WHAT TO WORK ON: Please copy the lines from the one with "Annotate the round" to the one with "<point>57,102</point>", switching "round window" to "circular window" everywhere it occurs and leaving the rest unchanged.

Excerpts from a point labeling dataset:
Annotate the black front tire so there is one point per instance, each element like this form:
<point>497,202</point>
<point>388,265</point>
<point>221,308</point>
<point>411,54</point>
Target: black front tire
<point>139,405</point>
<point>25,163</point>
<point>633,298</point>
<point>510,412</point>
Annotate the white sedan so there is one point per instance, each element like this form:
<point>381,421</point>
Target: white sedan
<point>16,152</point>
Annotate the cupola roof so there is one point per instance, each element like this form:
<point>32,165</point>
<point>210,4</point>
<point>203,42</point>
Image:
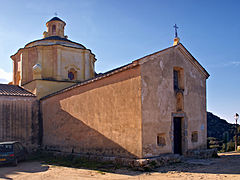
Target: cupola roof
<point>55,19</point>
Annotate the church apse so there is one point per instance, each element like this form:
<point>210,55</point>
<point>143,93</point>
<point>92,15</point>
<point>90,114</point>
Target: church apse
<point>53,54</point>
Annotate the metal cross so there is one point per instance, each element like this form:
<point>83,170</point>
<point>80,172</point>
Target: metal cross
<point>175,26</point>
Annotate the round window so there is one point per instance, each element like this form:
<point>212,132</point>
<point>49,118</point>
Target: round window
<point>70,75</point>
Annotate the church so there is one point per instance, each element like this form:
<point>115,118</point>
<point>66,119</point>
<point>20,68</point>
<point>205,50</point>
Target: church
<point>57,102</point>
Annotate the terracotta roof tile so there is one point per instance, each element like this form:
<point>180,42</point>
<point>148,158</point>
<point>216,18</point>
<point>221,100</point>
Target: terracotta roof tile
<point>13,90</point>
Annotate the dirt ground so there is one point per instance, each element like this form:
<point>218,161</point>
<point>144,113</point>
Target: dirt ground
<point>225,167</point>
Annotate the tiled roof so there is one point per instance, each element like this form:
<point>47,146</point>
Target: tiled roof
<point>13,90</point>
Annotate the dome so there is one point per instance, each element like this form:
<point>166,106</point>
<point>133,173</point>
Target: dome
<point>55,19</point>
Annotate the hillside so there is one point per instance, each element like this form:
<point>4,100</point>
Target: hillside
<point>217,126</point>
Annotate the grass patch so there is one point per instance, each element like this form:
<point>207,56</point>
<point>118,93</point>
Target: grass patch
<point>74,162</point>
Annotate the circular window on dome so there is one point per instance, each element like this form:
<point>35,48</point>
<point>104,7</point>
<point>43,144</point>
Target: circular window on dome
<point>72,74</point>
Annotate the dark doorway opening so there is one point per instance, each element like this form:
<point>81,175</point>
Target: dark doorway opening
<point>177,122</point>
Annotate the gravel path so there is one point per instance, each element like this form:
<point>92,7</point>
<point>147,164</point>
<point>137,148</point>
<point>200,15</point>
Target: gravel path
<point>226,167</point>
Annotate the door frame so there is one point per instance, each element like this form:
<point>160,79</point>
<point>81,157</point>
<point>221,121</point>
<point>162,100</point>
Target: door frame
<point>184,132</point>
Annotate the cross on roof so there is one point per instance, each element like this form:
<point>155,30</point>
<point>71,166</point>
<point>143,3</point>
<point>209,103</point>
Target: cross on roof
<point>175,26</point>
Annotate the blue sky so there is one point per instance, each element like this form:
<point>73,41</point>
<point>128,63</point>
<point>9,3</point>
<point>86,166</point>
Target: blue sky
<point>119,31</point>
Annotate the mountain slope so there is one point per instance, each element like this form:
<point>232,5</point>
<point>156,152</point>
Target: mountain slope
<point>217,126</point>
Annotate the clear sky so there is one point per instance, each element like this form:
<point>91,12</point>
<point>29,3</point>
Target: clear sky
<point>120,31</point>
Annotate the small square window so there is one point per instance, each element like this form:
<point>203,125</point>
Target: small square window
<point>194,136</point>
<point>161,139</point>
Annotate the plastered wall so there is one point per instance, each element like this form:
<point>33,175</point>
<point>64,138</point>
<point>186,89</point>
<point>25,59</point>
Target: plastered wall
<point>159,102</point>
<point>19,120</point>
<point>102,118</point>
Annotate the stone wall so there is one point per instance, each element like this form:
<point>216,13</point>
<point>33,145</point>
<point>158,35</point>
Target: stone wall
<point>102,117</point>
<point>19,120</point>
<point>160,102</point>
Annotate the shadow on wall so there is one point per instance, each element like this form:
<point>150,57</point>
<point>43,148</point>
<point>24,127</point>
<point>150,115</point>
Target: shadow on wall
<point>65,133</point>
<point>6,172</point>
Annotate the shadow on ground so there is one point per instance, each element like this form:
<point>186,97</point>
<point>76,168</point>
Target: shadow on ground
<point>227,163</point>
<point>22,167</point>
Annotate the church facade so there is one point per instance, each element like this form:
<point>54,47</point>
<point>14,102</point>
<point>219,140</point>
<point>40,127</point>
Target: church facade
<point>151,106</point>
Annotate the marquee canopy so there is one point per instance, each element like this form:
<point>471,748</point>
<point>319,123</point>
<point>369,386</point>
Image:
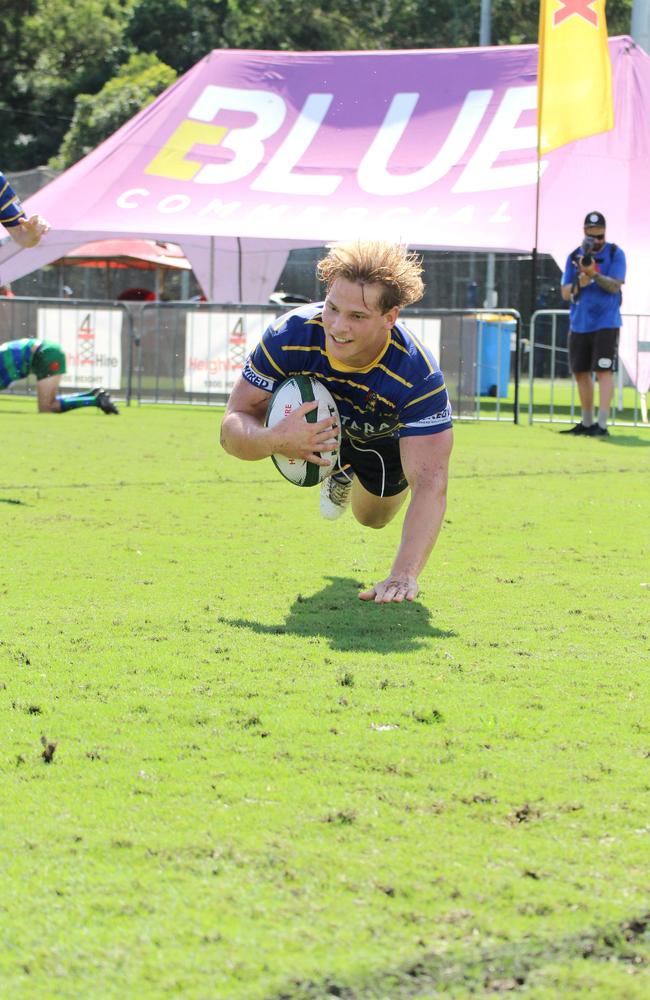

EXERCISE RESULT:
Annotate the circular window so there is one point per instance, each element like this form:
<point>212,132</point>
<point>49,118</point>
Target: circular window
<point>70,75</point>
Annotate the church so there is one point per instance, each element like this form:
<point>115,118</point>
<point>66,119</point>
<point>20,68</point>
<point>205,50</point>
Target: church
<point>57,102</point>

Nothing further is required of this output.